Carbon Addition The present process also can be operated to produce a high-quality iron-carbon cake as a residual product. The iron oxide contained in the waste stream does not go into solution in the ammonium chloride solution, but is filtered from the product

solution as undissolved material. This iron oxide cake can be used as is as the feedstock to a steel mill; however, as previously discussed, it becomes more valuable if reduced by reaction with elemental carbon to produce an iron-carbon or DRI product.

A mixture of iron oxide and carbon is used by the steel industry as a feedstock for electric arc furnaces. The iron oxide cake which is removed as undissolved material from the leaching step is primarily iron oxide, being a mixture of Fe ₂ O ₃ and Fe ₃ O ₄ . The iron oxide cake can be treated in three manners. First, carbon can be added to the leaching step and the iron oxide cake will have carbon plus iron oxide. The iron oxide- carbon cake can go directly to the steel mill and, if it goes directly to the steel mill, then the reduction of the iron oxide would take place in the steel mill furnace. Second, the iron oxide-carbon cake can be pelletized and roasted in a reduction furnace to form DRI.

# Stated problem A
According to the carbon addition passage, what does the steel industry use as a feedstock for electric arc furnaces?

Stored data entries
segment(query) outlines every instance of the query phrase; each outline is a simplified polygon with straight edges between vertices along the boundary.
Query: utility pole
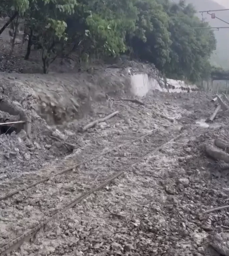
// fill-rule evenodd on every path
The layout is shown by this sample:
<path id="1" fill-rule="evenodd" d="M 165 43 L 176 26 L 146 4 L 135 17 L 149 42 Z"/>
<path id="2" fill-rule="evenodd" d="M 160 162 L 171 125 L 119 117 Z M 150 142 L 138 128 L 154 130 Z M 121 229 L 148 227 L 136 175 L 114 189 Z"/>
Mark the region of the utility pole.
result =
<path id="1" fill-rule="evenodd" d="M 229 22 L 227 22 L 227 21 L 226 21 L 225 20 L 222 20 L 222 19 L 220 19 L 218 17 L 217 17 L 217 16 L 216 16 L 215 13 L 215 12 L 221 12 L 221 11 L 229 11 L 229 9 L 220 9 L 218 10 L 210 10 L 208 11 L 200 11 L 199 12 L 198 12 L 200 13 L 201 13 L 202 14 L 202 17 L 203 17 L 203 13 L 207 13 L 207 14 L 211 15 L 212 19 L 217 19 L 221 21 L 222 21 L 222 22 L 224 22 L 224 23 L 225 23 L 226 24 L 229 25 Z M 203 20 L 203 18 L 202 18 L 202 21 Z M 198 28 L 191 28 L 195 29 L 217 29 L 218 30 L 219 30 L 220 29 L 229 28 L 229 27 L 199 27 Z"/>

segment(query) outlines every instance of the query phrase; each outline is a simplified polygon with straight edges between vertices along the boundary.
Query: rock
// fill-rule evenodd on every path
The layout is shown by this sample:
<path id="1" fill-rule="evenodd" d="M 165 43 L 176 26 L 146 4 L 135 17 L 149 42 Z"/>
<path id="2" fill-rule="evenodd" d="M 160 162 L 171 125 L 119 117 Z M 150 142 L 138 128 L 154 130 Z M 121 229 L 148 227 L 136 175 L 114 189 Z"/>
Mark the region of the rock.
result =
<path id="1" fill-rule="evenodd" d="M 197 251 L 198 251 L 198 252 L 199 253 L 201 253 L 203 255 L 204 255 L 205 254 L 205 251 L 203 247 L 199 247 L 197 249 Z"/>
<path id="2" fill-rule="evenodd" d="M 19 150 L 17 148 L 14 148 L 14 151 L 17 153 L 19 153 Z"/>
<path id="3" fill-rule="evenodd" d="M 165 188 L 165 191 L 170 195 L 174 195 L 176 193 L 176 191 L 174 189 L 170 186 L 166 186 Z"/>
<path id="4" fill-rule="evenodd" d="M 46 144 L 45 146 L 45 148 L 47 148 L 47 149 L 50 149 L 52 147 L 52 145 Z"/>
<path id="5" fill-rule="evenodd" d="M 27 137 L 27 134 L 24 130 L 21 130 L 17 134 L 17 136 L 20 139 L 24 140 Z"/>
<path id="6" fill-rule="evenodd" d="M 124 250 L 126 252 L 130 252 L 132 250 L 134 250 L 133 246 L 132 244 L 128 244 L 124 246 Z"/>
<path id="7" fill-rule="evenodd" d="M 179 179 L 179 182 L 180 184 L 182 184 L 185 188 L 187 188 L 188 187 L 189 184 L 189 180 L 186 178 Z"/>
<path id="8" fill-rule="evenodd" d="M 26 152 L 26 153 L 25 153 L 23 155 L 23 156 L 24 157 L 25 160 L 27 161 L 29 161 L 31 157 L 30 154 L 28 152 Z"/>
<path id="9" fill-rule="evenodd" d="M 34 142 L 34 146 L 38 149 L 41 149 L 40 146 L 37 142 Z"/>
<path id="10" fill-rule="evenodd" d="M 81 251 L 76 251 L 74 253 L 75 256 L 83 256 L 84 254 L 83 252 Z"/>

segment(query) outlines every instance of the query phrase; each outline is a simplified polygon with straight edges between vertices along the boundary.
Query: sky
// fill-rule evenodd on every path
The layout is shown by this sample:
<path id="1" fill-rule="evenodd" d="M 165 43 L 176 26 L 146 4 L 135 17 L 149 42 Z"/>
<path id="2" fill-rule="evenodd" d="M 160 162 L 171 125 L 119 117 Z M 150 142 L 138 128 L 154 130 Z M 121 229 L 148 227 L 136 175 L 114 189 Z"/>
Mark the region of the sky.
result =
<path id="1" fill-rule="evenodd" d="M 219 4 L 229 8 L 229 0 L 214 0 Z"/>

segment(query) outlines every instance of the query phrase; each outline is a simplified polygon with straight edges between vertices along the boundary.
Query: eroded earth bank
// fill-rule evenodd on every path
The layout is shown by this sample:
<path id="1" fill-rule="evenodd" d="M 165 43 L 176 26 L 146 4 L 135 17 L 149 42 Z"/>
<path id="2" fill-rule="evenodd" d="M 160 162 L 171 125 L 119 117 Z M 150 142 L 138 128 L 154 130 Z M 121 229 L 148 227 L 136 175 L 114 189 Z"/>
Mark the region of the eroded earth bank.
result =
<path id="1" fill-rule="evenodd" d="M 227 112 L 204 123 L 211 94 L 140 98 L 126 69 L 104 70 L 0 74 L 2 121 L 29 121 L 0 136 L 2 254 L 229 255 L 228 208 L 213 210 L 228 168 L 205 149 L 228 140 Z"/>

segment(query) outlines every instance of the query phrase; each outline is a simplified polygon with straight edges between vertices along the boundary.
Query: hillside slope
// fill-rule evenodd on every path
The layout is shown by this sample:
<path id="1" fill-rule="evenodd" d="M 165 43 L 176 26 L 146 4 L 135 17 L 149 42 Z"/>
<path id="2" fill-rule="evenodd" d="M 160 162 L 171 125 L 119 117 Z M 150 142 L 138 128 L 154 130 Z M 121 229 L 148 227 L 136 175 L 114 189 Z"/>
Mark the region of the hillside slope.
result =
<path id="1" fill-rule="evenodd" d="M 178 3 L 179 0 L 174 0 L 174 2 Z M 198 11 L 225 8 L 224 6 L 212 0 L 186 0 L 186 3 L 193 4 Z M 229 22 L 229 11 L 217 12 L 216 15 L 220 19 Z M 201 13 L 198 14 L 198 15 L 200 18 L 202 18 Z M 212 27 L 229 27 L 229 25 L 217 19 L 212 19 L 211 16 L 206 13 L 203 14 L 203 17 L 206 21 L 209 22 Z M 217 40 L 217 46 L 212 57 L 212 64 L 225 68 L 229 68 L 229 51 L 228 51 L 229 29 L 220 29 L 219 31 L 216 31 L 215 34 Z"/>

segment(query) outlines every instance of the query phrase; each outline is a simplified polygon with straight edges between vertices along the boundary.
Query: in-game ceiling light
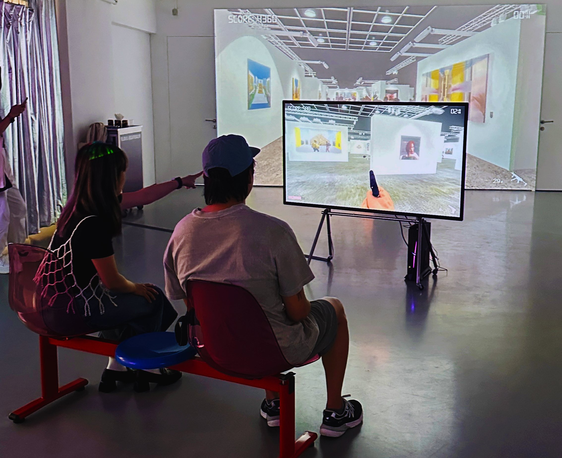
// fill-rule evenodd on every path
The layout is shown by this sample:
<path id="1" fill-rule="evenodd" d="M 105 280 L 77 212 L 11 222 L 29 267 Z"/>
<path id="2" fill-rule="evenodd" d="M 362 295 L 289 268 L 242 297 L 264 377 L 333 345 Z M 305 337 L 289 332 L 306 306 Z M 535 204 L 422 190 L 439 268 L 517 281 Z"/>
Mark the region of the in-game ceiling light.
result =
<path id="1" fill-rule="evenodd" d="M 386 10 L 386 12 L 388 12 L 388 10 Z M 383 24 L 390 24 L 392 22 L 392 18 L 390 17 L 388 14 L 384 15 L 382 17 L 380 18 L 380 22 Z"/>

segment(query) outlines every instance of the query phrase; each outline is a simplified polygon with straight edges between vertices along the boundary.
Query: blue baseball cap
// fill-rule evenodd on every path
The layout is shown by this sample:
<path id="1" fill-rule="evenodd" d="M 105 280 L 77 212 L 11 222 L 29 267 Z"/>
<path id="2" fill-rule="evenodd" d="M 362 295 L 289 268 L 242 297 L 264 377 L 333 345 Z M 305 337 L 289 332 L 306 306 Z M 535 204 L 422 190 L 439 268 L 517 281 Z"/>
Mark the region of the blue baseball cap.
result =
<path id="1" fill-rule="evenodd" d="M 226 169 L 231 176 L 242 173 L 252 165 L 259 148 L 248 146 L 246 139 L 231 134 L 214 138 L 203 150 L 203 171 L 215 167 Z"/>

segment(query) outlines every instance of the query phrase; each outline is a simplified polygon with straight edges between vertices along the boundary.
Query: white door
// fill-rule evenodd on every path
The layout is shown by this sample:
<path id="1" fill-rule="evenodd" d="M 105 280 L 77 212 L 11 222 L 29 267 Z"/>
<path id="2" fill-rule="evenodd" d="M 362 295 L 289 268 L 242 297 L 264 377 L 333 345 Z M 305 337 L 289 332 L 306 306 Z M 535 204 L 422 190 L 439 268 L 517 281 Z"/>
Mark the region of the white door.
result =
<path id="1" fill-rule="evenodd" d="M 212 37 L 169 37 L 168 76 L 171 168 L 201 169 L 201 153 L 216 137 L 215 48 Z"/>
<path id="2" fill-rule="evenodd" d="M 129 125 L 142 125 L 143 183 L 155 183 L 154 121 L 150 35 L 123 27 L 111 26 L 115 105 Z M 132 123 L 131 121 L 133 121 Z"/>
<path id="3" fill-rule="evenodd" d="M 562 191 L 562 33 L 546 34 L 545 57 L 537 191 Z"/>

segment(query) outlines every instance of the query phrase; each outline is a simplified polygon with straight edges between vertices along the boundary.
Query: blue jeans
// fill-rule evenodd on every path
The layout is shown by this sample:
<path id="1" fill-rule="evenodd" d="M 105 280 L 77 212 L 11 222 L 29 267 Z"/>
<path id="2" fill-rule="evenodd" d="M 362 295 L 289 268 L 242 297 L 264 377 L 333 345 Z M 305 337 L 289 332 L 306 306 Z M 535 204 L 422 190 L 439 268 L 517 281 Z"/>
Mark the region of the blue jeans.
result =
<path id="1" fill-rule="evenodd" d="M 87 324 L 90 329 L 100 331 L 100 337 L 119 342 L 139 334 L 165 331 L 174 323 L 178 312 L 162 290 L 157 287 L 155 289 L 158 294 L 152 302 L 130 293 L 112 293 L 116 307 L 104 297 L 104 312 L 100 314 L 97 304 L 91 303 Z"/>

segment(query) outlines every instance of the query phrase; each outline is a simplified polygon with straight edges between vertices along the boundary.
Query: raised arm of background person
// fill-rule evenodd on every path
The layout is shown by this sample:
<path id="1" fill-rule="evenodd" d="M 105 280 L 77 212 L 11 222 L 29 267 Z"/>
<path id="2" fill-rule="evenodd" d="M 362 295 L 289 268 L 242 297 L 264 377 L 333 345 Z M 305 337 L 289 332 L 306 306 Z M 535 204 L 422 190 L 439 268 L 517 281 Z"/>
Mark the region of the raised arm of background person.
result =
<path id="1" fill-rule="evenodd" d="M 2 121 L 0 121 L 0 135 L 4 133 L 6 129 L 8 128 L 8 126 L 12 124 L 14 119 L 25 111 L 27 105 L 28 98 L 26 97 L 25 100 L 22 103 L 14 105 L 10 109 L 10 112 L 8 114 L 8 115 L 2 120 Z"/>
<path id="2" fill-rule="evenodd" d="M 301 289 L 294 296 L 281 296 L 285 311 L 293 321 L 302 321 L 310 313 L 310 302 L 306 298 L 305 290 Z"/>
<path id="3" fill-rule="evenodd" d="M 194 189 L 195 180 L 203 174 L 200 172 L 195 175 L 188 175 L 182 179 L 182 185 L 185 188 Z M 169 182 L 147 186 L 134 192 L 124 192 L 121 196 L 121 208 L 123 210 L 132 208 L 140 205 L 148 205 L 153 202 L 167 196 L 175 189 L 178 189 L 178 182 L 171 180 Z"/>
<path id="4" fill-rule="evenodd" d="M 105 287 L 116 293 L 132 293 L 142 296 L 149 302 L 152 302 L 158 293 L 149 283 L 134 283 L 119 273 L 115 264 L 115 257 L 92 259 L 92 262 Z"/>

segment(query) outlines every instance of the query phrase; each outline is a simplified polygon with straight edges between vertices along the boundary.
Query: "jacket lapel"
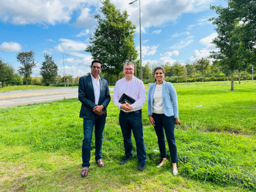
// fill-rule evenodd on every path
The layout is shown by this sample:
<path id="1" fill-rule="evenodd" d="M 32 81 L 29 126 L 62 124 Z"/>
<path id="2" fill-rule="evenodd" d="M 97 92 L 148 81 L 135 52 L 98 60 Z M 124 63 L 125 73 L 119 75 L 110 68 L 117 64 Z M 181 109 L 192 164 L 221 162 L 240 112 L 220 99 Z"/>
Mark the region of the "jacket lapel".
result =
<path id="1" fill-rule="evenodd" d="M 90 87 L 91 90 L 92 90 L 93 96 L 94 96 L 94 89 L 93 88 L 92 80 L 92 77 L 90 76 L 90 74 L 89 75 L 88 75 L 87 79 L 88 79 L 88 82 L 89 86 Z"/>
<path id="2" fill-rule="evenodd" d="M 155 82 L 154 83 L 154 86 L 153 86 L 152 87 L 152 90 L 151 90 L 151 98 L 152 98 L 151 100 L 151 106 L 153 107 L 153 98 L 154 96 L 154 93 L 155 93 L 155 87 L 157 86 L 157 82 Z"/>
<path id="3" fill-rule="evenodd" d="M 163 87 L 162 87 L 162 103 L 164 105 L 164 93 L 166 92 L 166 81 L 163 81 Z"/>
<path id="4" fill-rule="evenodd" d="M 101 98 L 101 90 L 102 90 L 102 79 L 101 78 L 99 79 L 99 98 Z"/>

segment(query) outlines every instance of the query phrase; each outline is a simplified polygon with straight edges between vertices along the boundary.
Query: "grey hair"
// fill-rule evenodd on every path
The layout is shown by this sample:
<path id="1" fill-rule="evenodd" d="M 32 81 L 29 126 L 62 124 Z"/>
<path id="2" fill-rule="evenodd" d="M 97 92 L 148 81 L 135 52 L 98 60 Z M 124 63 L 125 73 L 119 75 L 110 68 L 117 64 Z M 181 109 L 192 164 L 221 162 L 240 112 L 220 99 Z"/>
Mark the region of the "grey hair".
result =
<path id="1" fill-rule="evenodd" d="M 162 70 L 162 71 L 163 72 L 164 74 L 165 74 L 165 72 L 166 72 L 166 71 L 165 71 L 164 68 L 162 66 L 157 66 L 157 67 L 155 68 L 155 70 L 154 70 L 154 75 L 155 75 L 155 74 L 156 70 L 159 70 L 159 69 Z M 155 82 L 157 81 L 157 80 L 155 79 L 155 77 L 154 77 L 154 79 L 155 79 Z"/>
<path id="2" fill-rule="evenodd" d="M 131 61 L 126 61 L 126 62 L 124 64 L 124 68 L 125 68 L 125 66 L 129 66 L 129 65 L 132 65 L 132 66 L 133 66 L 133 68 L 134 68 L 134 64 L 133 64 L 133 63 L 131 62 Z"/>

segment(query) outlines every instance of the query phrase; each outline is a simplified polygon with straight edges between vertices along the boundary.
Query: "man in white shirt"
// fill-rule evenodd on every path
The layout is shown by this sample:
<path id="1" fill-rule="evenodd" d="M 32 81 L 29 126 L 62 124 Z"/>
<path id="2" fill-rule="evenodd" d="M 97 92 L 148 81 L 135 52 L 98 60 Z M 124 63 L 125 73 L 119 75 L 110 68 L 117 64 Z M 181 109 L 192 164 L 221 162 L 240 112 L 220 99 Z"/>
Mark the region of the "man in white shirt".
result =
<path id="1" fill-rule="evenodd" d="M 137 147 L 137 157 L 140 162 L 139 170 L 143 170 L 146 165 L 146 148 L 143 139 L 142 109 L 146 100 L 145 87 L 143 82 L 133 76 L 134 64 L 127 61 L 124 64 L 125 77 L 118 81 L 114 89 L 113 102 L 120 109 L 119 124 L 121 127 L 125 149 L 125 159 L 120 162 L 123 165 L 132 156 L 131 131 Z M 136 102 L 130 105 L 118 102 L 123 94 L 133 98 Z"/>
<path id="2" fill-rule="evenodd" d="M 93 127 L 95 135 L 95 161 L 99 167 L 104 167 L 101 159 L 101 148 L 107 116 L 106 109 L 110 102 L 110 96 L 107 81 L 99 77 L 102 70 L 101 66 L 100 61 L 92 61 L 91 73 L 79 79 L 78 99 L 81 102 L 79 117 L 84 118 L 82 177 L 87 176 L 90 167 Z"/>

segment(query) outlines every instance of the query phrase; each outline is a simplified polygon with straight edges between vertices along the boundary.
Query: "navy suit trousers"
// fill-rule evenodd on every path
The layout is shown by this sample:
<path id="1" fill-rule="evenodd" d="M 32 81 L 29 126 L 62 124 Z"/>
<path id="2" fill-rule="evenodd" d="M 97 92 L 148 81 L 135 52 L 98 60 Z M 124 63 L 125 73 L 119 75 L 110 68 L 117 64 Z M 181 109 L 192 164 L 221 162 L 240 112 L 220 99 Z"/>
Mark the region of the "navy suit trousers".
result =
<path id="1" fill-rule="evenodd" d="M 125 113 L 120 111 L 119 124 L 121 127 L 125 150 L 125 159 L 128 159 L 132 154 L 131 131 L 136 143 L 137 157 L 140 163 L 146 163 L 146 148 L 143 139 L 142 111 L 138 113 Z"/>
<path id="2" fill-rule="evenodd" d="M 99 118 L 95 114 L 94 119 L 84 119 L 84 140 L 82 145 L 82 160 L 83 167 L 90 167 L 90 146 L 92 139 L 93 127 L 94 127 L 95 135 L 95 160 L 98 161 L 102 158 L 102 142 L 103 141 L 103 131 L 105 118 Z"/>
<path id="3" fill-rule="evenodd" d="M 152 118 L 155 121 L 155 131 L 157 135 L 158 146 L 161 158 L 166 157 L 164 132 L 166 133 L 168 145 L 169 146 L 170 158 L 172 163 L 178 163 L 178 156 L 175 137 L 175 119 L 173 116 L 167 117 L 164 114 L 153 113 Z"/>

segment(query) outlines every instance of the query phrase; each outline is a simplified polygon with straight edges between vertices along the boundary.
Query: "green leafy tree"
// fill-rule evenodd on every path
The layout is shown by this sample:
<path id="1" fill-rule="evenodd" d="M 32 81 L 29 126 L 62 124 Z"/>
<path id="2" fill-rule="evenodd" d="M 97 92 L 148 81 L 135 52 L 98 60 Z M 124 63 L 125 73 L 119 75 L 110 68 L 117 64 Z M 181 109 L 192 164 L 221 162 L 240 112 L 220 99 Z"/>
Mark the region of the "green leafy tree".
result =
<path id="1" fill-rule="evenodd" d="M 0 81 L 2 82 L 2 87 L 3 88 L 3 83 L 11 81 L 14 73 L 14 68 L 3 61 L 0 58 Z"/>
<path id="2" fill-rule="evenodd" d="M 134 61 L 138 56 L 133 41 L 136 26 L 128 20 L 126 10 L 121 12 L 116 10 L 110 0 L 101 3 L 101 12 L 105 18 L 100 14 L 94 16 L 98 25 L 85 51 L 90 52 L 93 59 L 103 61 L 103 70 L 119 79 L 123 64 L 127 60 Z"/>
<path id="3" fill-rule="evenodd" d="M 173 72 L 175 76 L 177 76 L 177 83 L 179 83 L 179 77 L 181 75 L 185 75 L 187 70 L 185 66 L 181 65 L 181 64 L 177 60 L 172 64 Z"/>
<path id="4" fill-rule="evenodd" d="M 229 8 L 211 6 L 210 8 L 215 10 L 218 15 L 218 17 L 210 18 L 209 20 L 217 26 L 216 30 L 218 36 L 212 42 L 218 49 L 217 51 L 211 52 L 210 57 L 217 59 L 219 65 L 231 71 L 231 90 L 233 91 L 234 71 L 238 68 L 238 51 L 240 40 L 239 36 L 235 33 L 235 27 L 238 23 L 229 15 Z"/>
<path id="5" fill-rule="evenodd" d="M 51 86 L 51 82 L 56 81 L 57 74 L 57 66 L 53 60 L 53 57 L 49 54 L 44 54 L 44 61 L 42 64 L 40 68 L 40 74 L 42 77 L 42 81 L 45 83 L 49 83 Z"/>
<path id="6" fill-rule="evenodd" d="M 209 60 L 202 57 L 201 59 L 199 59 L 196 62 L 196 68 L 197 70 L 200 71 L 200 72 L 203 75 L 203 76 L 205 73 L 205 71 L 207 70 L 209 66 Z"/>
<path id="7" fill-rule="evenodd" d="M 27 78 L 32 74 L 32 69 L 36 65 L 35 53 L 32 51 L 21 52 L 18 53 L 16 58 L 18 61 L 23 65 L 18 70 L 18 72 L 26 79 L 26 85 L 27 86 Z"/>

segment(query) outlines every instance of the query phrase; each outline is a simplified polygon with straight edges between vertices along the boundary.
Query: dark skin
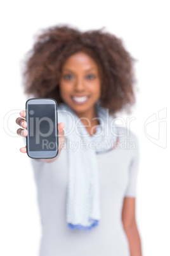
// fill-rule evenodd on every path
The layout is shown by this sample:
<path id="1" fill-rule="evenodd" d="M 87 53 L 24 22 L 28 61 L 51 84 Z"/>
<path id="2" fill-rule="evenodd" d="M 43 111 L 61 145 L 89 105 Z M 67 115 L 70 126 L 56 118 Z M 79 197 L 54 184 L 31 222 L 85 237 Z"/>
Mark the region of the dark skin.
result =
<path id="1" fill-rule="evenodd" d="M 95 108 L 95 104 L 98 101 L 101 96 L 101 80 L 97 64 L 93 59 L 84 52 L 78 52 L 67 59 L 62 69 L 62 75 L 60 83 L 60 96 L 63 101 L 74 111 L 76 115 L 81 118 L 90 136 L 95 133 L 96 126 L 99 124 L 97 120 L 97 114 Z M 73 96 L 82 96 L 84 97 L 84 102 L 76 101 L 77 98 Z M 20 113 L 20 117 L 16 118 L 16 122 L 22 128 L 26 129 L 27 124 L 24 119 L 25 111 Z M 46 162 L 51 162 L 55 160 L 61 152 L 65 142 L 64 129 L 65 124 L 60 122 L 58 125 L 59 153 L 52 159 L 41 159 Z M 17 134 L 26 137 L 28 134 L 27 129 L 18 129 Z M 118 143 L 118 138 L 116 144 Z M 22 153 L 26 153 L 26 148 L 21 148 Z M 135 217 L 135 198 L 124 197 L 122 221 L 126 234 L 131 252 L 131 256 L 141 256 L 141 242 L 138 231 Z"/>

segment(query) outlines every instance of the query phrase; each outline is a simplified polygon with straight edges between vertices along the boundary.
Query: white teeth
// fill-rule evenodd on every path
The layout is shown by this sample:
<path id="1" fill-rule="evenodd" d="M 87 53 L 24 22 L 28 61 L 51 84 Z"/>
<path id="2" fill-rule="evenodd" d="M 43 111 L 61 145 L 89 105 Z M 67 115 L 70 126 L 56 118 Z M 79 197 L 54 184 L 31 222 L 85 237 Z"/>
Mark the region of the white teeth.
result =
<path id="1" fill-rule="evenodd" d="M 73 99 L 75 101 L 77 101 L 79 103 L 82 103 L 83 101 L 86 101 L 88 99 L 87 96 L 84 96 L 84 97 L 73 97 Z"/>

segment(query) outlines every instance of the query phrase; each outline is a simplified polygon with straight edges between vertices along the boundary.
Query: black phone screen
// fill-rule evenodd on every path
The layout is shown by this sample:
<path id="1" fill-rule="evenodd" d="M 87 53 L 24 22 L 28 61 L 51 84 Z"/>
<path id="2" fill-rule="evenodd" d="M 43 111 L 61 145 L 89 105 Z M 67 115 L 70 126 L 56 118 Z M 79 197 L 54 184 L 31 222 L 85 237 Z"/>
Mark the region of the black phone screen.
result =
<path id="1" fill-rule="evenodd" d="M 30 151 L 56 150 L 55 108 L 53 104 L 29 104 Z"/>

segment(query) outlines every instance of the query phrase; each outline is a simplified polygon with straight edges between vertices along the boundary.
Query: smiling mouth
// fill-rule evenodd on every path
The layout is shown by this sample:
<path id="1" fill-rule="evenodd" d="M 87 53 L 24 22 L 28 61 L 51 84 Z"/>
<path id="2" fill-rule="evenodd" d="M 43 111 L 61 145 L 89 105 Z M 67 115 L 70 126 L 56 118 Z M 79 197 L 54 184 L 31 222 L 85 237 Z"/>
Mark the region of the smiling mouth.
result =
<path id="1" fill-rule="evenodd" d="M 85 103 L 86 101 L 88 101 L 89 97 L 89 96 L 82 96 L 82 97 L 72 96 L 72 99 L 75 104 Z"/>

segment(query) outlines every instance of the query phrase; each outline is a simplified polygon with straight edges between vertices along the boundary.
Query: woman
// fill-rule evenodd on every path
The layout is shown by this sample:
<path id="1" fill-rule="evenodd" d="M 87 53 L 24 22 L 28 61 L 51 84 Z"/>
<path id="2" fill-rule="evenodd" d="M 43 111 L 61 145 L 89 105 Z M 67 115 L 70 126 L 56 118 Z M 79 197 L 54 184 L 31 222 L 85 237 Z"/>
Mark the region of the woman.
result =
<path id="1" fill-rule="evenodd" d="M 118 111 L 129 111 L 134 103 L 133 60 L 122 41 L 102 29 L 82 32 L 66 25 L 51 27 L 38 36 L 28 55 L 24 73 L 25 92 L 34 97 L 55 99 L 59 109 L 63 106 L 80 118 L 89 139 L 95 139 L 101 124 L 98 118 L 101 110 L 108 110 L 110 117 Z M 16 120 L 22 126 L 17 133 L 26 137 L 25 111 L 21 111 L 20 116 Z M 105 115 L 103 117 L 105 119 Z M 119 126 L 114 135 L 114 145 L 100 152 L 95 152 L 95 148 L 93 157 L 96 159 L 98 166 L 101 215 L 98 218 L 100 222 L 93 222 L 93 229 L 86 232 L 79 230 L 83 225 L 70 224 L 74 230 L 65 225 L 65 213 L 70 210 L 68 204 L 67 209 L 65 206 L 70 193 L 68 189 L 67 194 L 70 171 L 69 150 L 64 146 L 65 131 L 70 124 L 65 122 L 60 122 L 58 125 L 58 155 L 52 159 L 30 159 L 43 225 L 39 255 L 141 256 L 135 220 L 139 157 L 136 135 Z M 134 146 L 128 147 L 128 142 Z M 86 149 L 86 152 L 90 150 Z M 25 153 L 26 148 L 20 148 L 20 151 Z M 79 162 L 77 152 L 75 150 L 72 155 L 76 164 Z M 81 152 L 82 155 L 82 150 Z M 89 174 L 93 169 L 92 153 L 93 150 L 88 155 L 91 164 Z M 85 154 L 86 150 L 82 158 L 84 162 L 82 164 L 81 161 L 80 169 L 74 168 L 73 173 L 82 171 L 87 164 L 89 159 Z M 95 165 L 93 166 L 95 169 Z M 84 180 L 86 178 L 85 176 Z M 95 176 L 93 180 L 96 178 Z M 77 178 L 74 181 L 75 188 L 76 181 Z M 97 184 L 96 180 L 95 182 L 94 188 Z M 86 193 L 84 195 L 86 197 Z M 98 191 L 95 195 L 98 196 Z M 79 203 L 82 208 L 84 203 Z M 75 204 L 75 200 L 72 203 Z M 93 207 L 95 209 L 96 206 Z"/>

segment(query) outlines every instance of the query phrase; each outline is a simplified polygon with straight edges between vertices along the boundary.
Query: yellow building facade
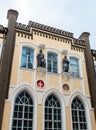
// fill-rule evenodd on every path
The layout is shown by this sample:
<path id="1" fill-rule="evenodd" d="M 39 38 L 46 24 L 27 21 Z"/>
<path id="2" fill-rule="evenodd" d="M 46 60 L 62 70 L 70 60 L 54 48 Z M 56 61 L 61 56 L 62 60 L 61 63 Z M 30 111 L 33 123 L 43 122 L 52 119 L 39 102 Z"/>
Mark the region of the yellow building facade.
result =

# Stated problem B
Count the lines of the rows that contain the string "teeth" and reply with the number alone.

# Final answer A
A mixture of iron oxide and carbon.

# Final answer B
2